▶ [REQUIRED TASK] Pull out every line in the items below that contains the string "player", matching case exactly.

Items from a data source
%%

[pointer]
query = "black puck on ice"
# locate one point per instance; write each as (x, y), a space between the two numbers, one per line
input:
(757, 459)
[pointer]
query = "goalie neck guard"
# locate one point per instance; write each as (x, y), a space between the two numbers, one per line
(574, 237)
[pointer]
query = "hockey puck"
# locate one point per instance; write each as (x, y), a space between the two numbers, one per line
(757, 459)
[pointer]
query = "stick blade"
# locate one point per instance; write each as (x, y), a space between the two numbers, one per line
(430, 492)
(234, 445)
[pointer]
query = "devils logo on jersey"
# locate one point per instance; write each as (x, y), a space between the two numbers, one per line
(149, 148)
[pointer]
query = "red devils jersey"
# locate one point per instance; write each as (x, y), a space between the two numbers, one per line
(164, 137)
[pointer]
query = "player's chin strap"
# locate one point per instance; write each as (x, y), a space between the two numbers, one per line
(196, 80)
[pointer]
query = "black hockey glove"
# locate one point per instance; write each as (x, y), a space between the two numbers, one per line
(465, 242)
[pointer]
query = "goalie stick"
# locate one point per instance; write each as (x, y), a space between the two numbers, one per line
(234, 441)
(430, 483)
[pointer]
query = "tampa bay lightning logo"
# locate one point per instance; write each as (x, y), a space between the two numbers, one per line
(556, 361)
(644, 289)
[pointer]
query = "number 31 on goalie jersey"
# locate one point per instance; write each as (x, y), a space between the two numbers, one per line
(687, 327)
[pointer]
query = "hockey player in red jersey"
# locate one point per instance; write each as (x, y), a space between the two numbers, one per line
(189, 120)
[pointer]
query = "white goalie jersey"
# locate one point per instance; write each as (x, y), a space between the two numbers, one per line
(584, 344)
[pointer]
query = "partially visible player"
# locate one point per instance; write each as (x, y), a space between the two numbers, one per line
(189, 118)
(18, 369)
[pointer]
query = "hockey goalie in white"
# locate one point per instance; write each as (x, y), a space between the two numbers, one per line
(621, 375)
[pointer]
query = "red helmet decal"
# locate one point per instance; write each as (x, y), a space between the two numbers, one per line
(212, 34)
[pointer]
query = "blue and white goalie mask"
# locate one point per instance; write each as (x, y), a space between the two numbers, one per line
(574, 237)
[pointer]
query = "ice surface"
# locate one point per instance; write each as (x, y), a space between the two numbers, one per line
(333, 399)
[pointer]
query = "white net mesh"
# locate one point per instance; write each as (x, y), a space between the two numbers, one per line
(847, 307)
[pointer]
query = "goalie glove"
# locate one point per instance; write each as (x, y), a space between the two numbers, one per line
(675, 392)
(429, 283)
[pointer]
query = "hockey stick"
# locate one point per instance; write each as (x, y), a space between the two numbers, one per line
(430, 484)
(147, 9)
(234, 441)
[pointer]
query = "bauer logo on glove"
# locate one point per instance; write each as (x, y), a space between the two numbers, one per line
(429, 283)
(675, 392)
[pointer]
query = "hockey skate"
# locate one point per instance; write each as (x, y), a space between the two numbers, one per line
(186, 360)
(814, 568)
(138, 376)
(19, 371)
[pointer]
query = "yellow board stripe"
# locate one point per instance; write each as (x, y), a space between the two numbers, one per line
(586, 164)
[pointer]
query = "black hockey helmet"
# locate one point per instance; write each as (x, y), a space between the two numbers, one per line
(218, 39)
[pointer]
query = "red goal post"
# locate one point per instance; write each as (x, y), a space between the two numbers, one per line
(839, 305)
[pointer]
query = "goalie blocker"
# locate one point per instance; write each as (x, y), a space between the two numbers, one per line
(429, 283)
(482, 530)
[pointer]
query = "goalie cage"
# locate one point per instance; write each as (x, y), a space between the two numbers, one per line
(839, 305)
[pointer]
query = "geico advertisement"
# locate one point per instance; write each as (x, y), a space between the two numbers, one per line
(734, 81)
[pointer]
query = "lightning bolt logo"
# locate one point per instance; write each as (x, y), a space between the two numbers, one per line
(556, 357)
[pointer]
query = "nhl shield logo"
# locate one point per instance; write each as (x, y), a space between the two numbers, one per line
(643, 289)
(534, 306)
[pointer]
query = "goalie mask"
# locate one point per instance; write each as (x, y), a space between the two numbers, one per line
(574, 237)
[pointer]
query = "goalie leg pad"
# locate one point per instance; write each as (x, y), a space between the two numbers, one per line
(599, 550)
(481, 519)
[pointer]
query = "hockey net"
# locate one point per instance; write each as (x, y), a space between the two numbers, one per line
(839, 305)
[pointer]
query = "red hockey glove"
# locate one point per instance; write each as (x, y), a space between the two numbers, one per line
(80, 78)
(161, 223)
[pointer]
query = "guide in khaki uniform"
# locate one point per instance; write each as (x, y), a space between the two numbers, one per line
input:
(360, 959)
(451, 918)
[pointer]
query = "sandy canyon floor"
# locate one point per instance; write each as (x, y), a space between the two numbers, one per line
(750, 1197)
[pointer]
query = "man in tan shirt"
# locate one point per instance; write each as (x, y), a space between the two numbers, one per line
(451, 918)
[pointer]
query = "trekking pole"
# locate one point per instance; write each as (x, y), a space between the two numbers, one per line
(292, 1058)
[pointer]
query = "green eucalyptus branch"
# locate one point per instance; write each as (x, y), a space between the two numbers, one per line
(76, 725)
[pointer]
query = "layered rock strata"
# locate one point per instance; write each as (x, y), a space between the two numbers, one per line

%%

▶ [EXERCISE ANSWER]
query = "player's chin strap"
query = "hockey player in red jersey"
query = "partially visible player"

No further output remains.